----- GIVEN ENTRIES

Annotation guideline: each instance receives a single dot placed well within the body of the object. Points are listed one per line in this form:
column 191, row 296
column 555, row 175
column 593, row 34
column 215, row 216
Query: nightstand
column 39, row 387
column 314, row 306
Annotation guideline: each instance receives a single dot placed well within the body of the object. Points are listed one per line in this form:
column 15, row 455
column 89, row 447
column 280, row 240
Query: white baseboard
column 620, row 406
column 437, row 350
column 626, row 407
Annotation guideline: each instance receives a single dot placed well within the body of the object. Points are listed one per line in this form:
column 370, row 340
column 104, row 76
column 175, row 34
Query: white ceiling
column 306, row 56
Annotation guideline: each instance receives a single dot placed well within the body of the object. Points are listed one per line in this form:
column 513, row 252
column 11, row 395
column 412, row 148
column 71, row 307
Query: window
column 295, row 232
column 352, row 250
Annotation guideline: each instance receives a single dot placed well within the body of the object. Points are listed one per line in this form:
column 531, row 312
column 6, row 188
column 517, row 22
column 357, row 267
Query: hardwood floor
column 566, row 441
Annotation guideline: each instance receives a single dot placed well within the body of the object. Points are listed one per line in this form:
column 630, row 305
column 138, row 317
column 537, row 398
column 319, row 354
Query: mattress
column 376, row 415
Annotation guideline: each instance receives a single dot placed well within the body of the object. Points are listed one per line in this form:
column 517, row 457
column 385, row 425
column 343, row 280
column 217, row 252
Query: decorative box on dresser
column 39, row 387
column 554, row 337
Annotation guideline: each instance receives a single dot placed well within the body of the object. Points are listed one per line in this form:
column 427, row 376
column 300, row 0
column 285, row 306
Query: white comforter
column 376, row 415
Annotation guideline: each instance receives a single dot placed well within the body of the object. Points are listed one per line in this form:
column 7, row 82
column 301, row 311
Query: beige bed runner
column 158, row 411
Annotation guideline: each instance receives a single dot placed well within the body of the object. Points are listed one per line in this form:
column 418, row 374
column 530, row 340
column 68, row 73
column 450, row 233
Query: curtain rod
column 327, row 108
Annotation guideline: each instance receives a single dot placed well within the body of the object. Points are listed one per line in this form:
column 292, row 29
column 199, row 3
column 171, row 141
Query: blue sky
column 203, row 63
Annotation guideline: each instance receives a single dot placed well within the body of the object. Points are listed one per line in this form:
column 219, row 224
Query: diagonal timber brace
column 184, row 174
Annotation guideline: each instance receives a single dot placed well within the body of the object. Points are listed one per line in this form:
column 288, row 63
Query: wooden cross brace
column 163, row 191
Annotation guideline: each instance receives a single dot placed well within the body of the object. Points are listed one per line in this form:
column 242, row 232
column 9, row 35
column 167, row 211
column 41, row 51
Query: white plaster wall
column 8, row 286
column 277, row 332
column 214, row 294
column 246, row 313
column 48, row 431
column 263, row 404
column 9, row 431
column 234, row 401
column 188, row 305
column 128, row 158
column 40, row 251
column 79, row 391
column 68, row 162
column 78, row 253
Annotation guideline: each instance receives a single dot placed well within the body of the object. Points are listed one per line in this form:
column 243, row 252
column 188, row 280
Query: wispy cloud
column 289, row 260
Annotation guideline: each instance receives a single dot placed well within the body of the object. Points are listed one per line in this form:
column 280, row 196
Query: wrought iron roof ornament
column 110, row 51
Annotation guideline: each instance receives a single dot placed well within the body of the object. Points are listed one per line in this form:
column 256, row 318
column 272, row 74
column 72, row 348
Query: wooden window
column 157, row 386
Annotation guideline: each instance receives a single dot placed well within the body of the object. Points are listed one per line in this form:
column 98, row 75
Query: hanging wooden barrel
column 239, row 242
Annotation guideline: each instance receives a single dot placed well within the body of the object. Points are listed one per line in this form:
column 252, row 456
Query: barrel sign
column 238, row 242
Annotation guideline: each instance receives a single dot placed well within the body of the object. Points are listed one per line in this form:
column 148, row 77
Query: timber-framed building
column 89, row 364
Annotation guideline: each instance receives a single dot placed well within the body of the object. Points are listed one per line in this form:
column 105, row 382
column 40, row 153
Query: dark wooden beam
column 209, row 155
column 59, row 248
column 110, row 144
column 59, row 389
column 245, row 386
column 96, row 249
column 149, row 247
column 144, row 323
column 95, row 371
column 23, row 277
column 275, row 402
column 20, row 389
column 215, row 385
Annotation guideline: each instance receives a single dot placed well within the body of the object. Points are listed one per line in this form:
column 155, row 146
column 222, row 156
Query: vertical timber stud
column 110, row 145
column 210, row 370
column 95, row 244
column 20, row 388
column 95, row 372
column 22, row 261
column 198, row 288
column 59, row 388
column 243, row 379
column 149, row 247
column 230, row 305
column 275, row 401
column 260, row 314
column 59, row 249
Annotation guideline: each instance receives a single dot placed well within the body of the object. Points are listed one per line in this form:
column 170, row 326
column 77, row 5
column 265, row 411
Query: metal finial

----------

TASK OBJECTIVE> Gather each line in the records above that includes the string "timber" and reproduce those lines in full.

WRITTEN REPLY>
Query: diagonal timber brace
Query: timber-framed building
Query: vertical timber stud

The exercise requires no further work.